▸ **EXERCISE REQUIREMENTS**:
1. Can you copy the stretch from "In a study which" through "achieve exclusive breastfeeding." in the breastfeeding study text, word for word?
2. Could you condense the paragraph of the breastfeeding study text that begins "In a study which appears online" into a short bulleted list of its main facts?

▸ **GIVEN PASSAGE**:
──────────

Hospital practices, such as supplementing newborns with formula or water or giving them pacifiers, significantly reduce the chances that mothers who intend to exclusively breastfeed will achieve that intention, according to a new study led by a Boston University School of Public Health researcher.
In a study which appears online March 19 in the American Journal of Public Health, a research team led by Eugene Declercq, PhD, professor of Maternal and Child Health, found a significant drop-off between the numbers of mothers who intend to exclusively breastfeed, and those who fulfill that intention one week after giving birth. Among first-time mothers, 70 percent reported an intention to exclusively breastfeed, but only 50 percent achieved that goal at one week.
The study found that hospital practices were strongly related to those outcomes. Specifically, the practice of hospital staff providing formula or water to supplement breastfeeding was significantly related to the failure to achieve exclusive breastfeeding.
Mothers whose infants were not offered supplementation were far more likely to achieve their intention to breastfeed – 4.4 times more likely among primiparas (first-time mothers), and 8.8 times more likely among multiparas.
Other hospital practices also influenced outcomes. First-time mothers who delivered in hospitals that practiced at least six out of seven recommended steps to encourage breastfeeding -- such as helping mothers get started and not giving babies pacifiers – were six times more likely to fulfill their intention to exclusively breastfeed than mothers who reported experiencing one or none of these practices.

──────────

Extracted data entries

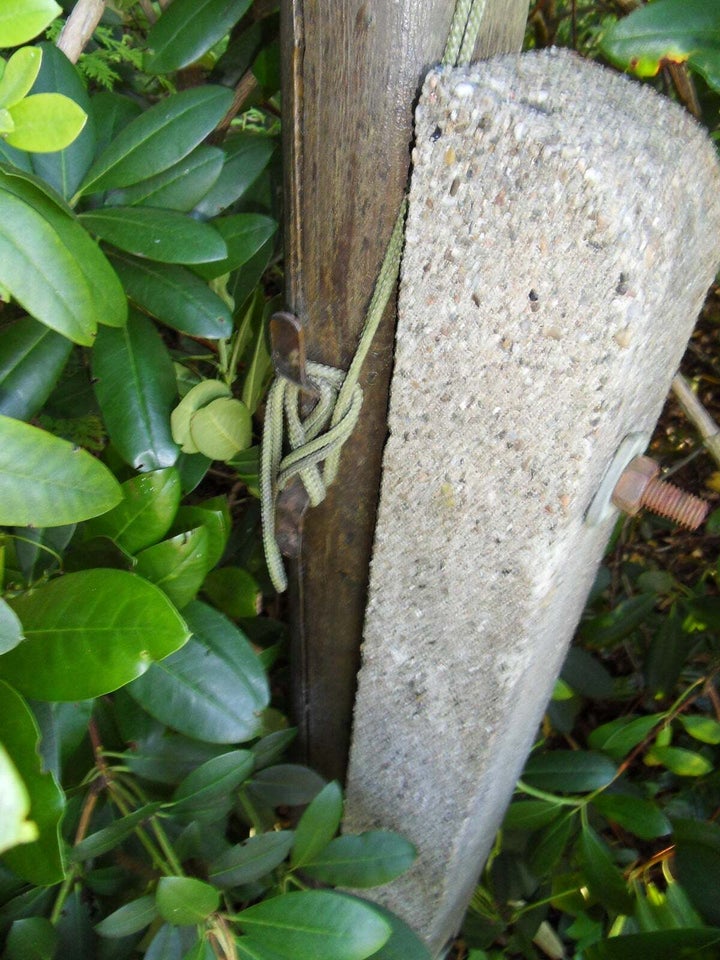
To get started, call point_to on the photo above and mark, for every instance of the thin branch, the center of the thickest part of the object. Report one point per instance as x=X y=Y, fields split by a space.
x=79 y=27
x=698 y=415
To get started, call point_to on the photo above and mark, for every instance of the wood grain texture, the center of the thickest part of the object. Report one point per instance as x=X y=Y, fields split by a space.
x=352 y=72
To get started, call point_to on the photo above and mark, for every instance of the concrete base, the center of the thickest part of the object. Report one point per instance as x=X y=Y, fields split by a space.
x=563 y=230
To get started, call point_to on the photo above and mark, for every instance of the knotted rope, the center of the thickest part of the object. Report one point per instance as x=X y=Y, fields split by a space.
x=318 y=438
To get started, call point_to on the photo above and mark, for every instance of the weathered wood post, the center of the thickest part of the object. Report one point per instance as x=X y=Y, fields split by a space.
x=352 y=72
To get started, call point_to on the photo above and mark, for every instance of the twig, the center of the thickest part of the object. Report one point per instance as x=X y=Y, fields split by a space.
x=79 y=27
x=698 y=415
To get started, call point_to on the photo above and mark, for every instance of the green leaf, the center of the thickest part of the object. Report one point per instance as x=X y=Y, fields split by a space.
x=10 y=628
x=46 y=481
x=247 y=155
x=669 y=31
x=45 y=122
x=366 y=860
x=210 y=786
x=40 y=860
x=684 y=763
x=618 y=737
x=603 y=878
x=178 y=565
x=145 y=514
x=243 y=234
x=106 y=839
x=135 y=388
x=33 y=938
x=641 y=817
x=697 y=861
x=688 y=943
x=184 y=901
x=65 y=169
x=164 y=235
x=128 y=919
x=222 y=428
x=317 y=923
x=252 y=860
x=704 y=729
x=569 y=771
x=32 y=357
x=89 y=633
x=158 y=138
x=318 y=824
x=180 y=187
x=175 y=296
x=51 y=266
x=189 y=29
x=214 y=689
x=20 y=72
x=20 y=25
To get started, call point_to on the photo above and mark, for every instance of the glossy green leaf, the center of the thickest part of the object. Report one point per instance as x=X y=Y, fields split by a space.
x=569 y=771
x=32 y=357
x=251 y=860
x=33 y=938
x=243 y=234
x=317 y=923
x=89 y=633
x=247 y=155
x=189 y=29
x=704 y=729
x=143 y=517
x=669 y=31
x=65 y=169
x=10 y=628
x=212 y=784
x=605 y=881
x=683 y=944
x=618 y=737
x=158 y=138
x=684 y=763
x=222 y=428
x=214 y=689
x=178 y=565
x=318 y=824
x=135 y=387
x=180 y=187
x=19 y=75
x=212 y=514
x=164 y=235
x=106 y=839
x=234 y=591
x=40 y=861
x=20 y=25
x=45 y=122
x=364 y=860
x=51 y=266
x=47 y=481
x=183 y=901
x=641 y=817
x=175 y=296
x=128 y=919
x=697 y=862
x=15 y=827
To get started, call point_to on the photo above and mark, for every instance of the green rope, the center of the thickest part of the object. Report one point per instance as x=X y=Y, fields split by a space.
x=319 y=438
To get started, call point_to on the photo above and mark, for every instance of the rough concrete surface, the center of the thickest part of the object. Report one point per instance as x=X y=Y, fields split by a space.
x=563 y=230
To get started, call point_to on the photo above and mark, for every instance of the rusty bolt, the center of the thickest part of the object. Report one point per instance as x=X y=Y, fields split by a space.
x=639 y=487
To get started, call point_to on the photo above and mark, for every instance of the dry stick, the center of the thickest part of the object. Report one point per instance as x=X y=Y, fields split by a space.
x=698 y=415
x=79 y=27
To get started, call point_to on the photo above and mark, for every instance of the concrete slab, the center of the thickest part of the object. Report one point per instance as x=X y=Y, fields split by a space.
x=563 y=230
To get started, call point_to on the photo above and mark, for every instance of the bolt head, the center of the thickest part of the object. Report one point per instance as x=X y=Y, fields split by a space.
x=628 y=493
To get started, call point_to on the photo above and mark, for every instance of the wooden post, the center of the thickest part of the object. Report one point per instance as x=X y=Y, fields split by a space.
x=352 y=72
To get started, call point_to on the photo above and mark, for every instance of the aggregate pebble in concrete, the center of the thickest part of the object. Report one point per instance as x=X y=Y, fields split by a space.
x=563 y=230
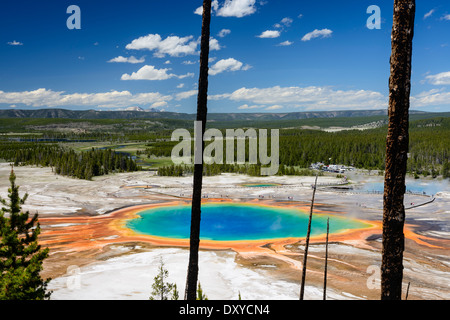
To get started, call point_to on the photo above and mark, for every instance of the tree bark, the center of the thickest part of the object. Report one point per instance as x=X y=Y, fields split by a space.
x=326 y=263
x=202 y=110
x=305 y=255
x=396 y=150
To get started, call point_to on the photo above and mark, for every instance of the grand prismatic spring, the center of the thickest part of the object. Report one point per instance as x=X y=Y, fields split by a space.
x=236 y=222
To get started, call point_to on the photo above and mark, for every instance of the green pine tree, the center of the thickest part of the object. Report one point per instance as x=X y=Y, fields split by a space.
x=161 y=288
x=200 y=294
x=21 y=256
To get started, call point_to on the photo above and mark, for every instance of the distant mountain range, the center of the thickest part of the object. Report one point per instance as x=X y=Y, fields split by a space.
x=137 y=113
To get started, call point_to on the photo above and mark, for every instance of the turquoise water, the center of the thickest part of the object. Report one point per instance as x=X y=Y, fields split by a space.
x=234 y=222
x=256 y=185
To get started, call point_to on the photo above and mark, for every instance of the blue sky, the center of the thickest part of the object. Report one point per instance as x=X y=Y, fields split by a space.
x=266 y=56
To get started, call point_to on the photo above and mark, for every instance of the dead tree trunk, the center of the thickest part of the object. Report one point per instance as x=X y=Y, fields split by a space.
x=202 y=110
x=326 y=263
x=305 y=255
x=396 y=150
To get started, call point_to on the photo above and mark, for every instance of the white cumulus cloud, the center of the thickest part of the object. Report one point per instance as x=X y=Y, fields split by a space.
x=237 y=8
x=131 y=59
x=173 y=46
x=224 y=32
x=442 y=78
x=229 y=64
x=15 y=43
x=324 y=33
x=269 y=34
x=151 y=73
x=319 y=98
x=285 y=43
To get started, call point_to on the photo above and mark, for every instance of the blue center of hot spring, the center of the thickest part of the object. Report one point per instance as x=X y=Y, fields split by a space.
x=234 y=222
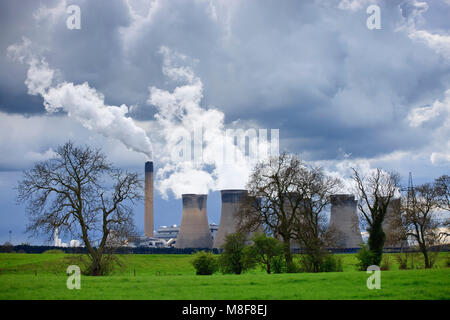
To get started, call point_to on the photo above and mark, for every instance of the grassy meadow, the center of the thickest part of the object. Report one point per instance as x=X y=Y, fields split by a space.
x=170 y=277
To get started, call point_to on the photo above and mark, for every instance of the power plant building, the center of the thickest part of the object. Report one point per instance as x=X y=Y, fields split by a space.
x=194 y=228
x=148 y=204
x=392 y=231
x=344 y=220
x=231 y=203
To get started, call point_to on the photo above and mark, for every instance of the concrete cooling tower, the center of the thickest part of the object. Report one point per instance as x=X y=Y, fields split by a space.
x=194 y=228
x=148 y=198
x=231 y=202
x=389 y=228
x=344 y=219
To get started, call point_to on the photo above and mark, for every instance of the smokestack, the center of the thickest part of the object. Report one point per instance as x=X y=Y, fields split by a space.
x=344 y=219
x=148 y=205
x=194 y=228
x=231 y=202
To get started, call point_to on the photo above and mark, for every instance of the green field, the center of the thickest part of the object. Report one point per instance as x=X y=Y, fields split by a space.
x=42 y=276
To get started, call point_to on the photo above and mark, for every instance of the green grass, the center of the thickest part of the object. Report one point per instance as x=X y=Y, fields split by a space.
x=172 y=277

──────────

▸ **RESPONSES FOR EACH TASK**:
1.
In a study which appears online March 19 in the American Journal of Public Health, a research team led by Eugene Declercq, PhD, professor of Maternal and Child Health, found a significant drop-off between the numbers of mothers who intend to exclusively breastfeed, and those who fulfill that intention one week after giving birth. Among first-time mothers, 70 percent reported an intention to exclusively breastfeed, but only 50 percent achieved that goal at one week.
The study found that hospital practices were strongly related to those outcomes. Specifically, the practice of hospital staff providing formula or water to supplement breastfeeding was significantly related to the failure to achieve exclusive breastfeeding.

2.
- The study appears online March 19 in the American Journal of Public Health.
- The research team was led by Eugene Declercq, PhD, professor of Maternal and Child Health.
- It found a significant drop-off between mothers who intend to exclusively breastfeed and those who do so one week after giving birth.
- Among first-time mothers, 70 percent intended to exclusively breastfeed, but only 50 percent achieved that goal at one week.